* **To do**: Every line holding the word "target" should be copied from the material.

** Information follows **

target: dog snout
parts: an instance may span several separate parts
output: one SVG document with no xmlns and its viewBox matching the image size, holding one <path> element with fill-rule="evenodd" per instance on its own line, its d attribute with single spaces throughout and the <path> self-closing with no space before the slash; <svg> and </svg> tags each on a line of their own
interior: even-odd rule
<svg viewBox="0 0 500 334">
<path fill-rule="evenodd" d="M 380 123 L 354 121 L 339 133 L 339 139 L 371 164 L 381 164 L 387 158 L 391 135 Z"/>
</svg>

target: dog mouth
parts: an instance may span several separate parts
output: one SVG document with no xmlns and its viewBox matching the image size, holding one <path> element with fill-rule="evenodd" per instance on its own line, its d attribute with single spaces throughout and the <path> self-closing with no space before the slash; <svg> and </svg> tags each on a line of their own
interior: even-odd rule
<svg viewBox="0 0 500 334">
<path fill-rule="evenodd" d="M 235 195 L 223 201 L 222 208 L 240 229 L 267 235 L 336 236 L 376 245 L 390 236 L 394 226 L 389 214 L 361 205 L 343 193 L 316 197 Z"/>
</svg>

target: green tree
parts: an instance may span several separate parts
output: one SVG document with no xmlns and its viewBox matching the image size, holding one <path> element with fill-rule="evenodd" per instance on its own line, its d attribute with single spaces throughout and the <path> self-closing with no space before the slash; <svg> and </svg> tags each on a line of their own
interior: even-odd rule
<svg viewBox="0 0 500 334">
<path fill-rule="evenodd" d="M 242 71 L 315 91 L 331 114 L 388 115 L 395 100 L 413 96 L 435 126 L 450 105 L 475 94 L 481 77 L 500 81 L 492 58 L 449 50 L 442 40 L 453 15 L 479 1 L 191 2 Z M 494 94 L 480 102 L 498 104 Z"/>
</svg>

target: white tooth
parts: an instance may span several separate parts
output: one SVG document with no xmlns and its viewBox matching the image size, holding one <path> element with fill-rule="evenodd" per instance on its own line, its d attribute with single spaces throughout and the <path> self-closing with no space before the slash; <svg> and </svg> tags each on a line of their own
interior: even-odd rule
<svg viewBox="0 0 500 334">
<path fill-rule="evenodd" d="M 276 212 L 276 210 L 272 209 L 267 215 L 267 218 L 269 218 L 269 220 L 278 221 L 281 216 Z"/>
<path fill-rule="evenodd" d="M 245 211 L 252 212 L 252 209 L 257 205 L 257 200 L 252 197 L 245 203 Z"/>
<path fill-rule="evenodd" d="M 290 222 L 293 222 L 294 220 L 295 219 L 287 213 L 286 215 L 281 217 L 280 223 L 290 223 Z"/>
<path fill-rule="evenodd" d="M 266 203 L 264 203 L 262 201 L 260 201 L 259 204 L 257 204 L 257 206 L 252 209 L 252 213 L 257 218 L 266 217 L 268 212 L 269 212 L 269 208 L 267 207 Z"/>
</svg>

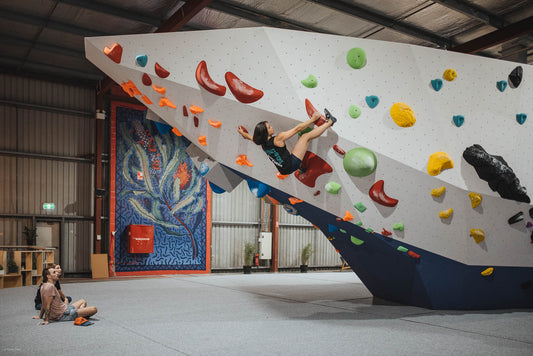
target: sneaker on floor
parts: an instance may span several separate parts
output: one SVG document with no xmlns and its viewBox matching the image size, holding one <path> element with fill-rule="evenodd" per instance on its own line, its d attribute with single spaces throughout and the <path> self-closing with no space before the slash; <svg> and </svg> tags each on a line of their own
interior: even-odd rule
<svg viewBox="0 0 533 356">
<path fill-rule="evenodd" d="M 326 119 L 331 120 L 333 124 L 337 122 L 337 119 L 335 118 L 335 116 L 331 115 L 328 109 L 324 109 L 324 114 L 326 114 Z"/>
</svg>

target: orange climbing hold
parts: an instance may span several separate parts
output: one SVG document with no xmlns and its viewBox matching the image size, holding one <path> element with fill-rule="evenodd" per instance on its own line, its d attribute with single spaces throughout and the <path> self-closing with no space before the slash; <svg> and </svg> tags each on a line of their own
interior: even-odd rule
<svg viewBox="0 0 533 356">
<path fill-rule="evenodd" d="M 144 85 L 149 87 L 150 85 L 152 85 L 152 78 L 150 78 L 148 74 L 144 73 L 142 77 L 142 82 Z"/>
<path fill-rule="evenodd" d="M 305 99 L 305 110 L 307 111 L 307 115 L 309 115 L 309 118 L 311 118 L 315 112 L 318 112 L 318 110 L 315 109 L 313 104 L 311 104 L 311 102 L 308 99 Z M 315 125 L 321 126 L 324 122 L 326 122 L 326 117 L 320 114 L 320 119 L 315 121 Z"/>
<path fill-rule="evenodd" d="M 280 172 L 276 173 L 276 177 L 278 177 L 278 179 L 281 179 L 281 180 L 284 180 L 288 176 L 289 176 L 288 174 L 281 174 Z"/>
<path fill-rule="evenodd" d="M 222 126 L 222 123 L 220 121 L 213 121 L 213 120 L 209 120 L 207 119 L 207 122 L 209 122 L 209 125 L 219 129 L 220 126 Z"/>
<path fill-rule="evenodd" d="M 142 95 L 142 93 L 139 91 L 139 89 L 137 89 L 131 80 L 120 84 L 120 86 L 122 87 L 122 90 L 124 90 L 131 97 L 135 95 Z"/>
<path fill-rule="evenodd" d="M 174 103 L 172 101 L 170 101 L 170 99 L 168 99 L 168 98 L 159 99 L 159 106 L 161 106 L 161 107 L 168 106 L 169 108 L 172 108 L 172 109 L 176 108 L 176 105 L 174 105 Z"/>
<path fill-rule="evenodd" d="M 326 161 L 316 154 L 307 151 L 302 160 L 301 170 L 296 171 L 294 175 L 300 182 L 313 188 L 319 176 L 331 172 L 333 172 L 333 168 Z"/>
<path fill-rule="evenodd" d="M 266 200 L 268 200 L 268 202 L 270 204 L 274 204 L 274 205 L 279 205 L 279 201 L 277 201 L 276 199 L 272 198 L 270 195 L 265 195 L 264 197 Z"/>
<path fill-rule="evenodd" d="M 298 203 L 302 203 L 302 202 L 303 202 L 302 199 L 298 199 L 298 198 L 295 198 L 295 197 L 290 197 L 290 198 L 289 198 L 289 201 L 291 202 L 292 205 L 294 205 L 294 204 L 298 204 Z"/>
<path fill-rule="evenodd" d="M 153 104 L 152 101 L 146 95 L 143 95 L 141 99 L 148 105 Z"/>
<path fill-rule="evenodd" d="M 344 214 L 344 217 L 342 218 L 344 221 L 350 221 L 353 220 L 353 215 L 349 211 L 346 211 L 346 214 Z"/>
<path fill-rule="evenodd" d="M 253 164 L 250 161 L 248 161 L 248 158 L 246 157 L 246 155 L 240 155 L 239 157 L 237 157 L 237 159 L 235 160 L 235 163 L 241 166 L 253 167 Z"/>
<path fill-rule="evenodd" d="M 122 46 L 118 43 L 113 44 L 111 48 L 105 46 L 104 53 L 108 56 L 113 62 L 120 63 L 122 58 Z"/>
<path fill-rule="evenodd" d="M 161 95 L 165 95 L 165 93 L 167 92 L 167 88 L 165 88 L 165 87 L 159 87 L 159 86 L 157 86 L 157 85 L 155 85 L 155 84 L 152 85 L 152 88 L 154 88 L 154 90 L 155 90 L 156 92 L 158 92 L 159 94 L 161 94 Z"/>
<path fill-rule="evenodd" d="M 174 132 L 174 134 L 176 136 L 183 136 L 183 134 L 180 132 L 180 130 L 178 130 L 177 128 L 173 127 L 172 128 L 172 132 Z"/>
<path fill-rule="evenodd" d="M 412 257 L 412 258 L 416 258 L 416 259 L 419 259 L 420 258 L 420 255 L 418 253 L 414 253 L 413 251 L 408 251 L 407 254 Z"/>
<path fill-rule="evenodd" d="M 187 107 L 183 105 L 183 116 L 189 116 L 189 112 L 187 111 Z"/>
<path fill-rule="evenodd" d="M 155 74 L 157 74 L 161 78 L 166 78 L 170 75 L 170 72 L 167 71 L 165 68 L 161 67 L 159 63 L 155 63 Z"/>
<path fill-rule="evenodd" d="M 196 115 L 196 114 L 200 114 L 202 112 L 204 112 L 204 109 L 202 109 L 201 107 L 199 106 L 190 106 L 189 107 L 189 111 L 192 112 L 193 115 Z"/>
<path fill-rule="evenodd" d="M 200 142 L 200 145 L 202 146 L 207 146 L 207 139 L 205 136 L 199 136 L 198 137 L 198 142 Z"/>
</svg>

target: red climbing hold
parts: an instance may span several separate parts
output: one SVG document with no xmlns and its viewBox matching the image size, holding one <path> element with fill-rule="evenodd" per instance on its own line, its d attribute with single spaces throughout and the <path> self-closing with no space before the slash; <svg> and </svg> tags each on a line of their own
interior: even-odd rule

** End of Information **

* **Answer space**:
target: dog snout
target: dog mouth
target: green tree
target: white tooth
target: sneaker on floor
target: orange climbing hold
target: red climbing hold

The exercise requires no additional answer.